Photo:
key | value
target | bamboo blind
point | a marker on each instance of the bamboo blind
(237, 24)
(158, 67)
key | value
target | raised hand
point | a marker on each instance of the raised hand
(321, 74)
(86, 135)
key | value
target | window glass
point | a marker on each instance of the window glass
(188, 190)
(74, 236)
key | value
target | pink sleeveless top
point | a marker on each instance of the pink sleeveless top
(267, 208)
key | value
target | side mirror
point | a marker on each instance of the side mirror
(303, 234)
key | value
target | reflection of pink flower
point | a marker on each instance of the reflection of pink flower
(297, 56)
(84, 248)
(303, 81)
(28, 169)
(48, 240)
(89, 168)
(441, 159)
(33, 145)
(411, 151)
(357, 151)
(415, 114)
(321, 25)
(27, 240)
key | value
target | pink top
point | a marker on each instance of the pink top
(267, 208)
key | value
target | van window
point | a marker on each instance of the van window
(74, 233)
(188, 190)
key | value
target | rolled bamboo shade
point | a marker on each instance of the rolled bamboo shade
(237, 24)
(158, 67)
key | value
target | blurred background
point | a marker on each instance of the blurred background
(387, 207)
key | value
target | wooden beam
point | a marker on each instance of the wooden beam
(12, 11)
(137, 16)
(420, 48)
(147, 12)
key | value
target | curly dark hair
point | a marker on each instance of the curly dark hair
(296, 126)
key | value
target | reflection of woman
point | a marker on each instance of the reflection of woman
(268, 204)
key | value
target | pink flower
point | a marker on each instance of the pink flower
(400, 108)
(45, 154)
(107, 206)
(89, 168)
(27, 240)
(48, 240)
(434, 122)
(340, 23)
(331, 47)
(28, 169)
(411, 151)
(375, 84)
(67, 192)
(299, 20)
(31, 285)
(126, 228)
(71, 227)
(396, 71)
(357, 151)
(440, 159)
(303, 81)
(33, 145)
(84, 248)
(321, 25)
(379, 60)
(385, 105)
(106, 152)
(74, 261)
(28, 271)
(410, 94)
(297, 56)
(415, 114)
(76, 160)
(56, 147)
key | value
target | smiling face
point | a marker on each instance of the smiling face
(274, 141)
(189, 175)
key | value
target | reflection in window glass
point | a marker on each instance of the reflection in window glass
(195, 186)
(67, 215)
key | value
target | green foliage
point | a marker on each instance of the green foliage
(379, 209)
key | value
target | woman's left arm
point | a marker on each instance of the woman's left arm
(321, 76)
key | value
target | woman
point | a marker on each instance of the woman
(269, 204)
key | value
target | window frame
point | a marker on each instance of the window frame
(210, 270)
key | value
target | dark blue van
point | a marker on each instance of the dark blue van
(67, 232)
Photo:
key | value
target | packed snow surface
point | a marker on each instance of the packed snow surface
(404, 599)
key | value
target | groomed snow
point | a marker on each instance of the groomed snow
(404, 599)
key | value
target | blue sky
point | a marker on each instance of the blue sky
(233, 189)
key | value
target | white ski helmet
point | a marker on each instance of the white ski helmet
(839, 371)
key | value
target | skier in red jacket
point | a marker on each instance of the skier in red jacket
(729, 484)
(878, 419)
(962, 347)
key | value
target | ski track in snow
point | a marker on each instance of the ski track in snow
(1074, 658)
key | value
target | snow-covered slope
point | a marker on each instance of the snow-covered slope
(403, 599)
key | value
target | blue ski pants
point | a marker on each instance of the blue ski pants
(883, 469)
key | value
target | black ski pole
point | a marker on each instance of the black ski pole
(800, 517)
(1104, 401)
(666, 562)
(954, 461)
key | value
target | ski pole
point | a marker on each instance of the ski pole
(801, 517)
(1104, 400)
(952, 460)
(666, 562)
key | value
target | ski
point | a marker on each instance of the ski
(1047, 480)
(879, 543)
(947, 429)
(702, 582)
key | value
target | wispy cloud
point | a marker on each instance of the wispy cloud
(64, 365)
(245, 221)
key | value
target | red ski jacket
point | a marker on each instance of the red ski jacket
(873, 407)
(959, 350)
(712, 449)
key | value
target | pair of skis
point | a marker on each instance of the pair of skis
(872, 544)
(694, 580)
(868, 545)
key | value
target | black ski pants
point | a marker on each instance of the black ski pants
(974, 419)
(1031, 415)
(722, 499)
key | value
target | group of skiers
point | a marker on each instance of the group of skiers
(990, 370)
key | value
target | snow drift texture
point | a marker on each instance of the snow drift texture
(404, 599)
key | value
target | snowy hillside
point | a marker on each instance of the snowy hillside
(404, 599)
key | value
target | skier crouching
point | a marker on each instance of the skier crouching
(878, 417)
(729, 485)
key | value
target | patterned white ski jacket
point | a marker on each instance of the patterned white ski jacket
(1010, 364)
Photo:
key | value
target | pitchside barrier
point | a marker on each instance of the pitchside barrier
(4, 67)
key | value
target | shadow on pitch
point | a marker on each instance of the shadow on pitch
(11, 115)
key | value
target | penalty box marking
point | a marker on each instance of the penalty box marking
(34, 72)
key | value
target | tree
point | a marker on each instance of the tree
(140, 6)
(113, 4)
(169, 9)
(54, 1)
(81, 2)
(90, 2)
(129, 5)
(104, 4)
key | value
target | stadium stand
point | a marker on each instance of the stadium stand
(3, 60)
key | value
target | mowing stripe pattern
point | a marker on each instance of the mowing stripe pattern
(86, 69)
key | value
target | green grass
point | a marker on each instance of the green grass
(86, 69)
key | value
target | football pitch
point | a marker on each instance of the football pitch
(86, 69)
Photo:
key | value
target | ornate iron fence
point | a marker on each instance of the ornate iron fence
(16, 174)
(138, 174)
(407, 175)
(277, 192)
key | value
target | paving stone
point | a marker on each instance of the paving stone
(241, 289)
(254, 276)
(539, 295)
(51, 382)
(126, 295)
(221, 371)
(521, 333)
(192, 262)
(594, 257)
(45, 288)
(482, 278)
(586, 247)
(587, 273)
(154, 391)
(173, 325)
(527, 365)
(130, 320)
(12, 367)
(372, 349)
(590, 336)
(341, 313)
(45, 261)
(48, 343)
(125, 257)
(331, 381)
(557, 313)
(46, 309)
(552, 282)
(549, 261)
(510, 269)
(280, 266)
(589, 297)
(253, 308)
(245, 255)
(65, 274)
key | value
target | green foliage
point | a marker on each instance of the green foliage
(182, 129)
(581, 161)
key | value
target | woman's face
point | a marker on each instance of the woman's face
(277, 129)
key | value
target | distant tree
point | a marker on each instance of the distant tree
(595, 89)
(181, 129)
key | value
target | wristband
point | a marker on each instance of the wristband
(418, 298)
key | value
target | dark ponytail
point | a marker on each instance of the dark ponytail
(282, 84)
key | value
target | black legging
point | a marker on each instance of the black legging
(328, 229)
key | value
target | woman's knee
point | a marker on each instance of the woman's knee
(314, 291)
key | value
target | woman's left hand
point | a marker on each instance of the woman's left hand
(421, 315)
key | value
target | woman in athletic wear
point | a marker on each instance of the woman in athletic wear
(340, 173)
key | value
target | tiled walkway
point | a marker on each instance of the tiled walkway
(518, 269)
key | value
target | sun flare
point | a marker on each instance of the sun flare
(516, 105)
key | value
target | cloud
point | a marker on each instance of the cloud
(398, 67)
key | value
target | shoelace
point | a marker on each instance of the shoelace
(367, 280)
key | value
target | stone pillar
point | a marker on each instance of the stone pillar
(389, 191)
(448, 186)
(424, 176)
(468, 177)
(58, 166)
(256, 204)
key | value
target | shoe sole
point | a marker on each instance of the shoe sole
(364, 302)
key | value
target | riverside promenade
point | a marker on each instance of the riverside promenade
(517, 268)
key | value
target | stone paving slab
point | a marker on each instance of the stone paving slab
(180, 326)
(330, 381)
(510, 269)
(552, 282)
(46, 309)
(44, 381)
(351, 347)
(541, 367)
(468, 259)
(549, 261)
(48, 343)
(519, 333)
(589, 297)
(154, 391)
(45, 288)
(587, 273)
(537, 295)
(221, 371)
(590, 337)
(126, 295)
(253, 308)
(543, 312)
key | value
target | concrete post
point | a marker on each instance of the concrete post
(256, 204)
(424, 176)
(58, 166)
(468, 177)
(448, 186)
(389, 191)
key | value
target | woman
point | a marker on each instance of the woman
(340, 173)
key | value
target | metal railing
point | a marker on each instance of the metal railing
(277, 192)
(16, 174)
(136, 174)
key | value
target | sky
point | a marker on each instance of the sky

::::::::

[What to do]:
With the line holding "point | a marker on each instance of the van" as the first and the line holding "target | window frame" as the last, please transcribe exactly the lines of the material above in that range and nothing else.

[Answer space]:
point | a marker on each instance of the van window
(74, 233)
(188, 190)
key | value
target | rolled bamboo shade
point | a marker on each instance of the rolled bamboo shade
(237, 24)
(158, 67)
key | value
target | blurred background
point | a marker on each instance of the blurred background
(387, 207)
key | value
target | wooden beam
point | a marker on each instance of the wooden beam
(12, 11)
(137, 16)
(420, 48)
(147, 12)
key | value
target | curly dark hair
point | a marker on each instance of the curly dark hair
(296, 126)
key | value
target | reflection of woman
point | a marker on each instance of the reflection of woman
(268, 204)
key | value
target | pink flower
point | a marker on each instance of the pink flower
(400, 108)
(45, 154)
(107, 206)
(89, 168)
(27, 240)
(48, 240)
(434, 122)
(340, 23)
(331, 47)
(28, 169)
(411, 151)
(375, 84)
(67, 192)
(299, 20)
(31, 285)
(126, 228)
(71, 227)
(396, 71)
(357, 151)
(440, 159)
(303, 81)
(33, 145)
(84, 248)
(321, 25)
(379, 60)
(385, 105)
(106, 152)
(74, 261)
(28, 271)
(410, 94)
(297, 56)
(415, 114)
(76, 160)
(56, 147)
key | value
target | smiling face
point | a marker on each instance of the smiling face
(274, 141)
(189, 175)
key | value
target | reflection in window glass
point | a marker on each instance of the reflection in window glass
(195, 186)
(67, 215)
key | value
target | green foliage
point | a marker on each instance of the green foliage
(379, 209)
key | value
target | woman's left arm
point | a marker on each instance of the woman's left arm
(321, 76)
key | value
target | woman
point | a marker on each instance of the woman
(269, 204)
key | value
target | window frame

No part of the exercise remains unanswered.